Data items
- Opening Delimiter -

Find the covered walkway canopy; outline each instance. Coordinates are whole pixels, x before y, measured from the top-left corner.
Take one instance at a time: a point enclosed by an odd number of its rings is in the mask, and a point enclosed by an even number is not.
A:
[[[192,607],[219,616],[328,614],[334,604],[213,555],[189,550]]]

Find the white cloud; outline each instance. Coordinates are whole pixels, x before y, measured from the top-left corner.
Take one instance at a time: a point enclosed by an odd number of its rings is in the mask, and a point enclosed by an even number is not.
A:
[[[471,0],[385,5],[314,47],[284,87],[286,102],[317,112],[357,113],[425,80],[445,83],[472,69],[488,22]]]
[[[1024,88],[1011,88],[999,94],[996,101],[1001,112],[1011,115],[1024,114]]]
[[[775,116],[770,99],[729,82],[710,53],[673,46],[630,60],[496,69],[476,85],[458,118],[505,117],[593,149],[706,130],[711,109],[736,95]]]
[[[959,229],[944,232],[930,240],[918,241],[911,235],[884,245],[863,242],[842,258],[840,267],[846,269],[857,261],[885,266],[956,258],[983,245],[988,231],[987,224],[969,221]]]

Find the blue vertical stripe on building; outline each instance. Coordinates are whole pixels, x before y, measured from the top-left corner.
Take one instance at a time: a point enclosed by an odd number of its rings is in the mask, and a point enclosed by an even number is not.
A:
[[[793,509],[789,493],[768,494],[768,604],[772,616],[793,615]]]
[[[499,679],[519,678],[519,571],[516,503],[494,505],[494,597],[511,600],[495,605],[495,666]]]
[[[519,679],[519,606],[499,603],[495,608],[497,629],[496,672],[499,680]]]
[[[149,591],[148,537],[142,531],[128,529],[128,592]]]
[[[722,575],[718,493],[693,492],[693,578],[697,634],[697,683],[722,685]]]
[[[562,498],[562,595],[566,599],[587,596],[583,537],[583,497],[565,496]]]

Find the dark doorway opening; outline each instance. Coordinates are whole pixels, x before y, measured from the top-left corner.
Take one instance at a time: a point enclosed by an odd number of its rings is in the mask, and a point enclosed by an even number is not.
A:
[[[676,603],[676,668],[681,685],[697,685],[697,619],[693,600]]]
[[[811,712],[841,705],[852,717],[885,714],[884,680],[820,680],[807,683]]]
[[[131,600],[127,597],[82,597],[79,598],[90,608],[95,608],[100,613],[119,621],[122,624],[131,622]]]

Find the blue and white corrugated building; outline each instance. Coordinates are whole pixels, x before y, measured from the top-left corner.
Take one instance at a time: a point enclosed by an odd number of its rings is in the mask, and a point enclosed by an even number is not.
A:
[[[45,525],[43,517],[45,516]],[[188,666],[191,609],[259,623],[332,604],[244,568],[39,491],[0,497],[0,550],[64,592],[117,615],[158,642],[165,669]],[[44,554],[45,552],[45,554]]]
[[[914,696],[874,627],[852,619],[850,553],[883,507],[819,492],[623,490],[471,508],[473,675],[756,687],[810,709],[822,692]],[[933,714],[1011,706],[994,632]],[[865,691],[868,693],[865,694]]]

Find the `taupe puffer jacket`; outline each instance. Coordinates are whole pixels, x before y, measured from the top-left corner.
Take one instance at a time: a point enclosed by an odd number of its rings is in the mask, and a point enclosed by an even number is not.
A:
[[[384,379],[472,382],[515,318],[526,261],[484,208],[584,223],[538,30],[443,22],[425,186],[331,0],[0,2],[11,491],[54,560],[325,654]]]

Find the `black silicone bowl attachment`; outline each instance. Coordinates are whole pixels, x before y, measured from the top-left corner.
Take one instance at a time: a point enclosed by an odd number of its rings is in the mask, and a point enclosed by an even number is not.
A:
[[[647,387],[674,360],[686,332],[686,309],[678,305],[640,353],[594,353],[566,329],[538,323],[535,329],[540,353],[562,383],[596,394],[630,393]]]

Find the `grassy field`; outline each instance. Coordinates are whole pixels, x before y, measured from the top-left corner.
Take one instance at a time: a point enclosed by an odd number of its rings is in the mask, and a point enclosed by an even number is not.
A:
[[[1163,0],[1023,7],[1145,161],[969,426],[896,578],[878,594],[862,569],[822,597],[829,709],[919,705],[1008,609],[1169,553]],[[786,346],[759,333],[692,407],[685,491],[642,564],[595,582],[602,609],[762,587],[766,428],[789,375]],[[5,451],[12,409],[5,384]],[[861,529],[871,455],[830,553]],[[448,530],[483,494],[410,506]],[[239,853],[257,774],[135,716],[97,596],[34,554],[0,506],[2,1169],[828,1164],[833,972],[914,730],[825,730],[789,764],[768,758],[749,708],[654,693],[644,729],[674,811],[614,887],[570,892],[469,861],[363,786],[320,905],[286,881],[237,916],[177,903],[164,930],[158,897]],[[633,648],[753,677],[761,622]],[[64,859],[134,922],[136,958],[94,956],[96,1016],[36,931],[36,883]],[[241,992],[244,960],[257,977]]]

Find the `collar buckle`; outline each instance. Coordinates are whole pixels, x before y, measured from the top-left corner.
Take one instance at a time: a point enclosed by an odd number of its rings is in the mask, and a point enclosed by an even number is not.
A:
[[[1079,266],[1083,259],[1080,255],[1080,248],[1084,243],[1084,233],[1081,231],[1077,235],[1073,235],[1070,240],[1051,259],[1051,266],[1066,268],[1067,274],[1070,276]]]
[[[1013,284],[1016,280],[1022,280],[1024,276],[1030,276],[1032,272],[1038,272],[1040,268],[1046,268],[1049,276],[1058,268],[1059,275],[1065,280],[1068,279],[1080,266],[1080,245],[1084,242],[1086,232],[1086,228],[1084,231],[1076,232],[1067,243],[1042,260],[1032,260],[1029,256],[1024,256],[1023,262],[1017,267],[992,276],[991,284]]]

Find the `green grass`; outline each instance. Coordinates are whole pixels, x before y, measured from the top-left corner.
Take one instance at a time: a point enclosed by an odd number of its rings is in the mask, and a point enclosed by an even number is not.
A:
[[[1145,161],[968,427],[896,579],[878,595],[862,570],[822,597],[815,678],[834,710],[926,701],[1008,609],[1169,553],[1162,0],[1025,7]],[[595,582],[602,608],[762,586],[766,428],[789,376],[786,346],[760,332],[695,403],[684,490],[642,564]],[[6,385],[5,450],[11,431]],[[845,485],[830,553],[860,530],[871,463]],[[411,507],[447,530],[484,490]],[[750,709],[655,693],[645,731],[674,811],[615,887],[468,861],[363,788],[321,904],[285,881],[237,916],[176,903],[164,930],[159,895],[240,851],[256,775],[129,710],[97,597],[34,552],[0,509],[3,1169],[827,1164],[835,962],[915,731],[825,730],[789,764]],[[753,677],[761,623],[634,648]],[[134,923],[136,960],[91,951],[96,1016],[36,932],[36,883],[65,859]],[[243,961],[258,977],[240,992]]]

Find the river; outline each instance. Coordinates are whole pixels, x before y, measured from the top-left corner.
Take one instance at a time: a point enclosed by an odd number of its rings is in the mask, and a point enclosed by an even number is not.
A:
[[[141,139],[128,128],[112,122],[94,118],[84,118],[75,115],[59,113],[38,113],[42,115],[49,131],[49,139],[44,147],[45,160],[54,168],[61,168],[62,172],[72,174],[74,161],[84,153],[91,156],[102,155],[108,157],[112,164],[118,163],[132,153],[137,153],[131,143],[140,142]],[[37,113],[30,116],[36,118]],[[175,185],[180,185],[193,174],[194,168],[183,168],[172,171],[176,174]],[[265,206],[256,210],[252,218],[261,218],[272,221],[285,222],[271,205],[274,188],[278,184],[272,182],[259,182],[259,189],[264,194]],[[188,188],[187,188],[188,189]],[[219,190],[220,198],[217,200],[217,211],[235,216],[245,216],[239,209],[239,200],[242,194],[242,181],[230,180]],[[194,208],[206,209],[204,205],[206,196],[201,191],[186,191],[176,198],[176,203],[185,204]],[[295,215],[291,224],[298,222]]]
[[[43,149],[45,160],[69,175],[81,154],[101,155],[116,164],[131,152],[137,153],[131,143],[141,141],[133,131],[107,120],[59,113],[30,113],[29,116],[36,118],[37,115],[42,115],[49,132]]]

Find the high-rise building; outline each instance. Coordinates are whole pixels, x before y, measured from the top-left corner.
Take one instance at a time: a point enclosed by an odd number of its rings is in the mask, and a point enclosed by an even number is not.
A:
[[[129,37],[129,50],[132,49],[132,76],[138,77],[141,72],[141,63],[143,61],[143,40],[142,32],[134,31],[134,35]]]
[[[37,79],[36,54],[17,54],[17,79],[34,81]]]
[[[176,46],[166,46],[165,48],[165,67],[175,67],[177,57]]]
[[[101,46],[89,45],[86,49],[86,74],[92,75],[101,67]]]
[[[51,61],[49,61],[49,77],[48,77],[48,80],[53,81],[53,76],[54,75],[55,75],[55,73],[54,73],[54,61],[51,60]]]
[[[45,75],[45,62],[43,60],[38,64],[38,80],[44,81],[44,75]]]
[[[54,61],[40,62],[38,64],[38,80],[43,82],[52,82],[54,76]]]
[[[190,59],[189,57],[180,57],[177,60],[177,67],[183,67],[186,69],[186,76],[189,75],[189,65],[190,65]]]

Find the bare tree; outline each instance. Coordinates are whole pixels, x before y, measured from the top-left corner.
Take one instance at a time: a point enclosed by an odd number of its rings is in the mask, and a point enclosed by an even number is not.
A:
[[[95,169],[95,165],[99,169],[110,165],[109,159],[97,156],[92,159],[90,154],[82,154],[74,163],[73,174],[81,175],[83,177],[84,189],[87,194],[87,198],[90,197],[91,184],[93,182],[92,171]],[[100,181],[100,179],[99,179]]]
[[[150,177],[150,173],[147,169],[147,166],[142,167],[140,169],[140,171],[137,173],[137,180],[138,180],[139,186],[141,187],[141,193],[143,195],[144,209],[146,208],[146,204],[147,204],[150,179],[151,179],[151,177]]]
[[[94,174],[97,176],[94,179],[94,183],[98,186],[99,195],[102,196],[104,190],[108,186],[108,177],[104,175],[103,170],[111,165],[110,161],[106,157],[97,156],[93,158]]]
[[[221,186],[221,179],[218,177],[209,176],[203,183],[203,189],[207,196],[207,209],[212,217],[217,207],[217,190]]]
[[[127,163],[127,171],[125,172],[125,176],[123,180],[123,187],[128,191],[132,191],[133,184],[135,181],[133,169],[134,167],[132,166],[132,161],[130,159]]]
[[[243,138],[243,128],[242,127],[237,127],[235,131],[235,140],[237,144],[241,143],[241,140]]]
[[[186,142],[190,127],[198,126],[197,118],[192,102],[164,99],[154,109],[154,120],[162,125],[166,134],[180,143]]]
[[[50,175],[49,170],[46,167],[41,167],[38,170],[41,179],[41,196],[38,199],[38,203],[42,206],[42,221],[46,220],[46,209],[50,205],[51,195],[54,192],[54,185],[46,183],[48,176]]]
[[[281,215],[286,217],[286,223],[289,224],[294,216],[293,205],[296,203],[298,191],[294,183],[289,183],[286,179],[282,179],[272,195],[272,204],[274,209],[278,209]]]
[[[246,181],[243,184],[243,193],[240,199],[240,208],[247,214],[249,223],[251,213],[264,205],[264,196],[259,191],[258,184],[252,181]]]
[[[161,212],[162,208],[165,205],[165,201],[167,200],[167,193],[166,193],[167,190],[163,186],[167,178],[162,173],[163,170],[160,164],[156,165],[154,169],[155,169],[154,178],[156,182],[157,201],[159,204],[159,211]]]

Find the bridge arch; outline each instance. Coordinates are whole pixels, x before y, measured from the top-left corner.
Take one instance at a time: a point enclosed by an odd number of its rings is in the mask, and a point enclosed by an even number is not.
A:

- Closing Delimiter -

> [EXERCISE GOAL]: In the records above, how many lines hold the string "white"? Respond with that number only.

> [SOLUTION TO THIS TASK]: 2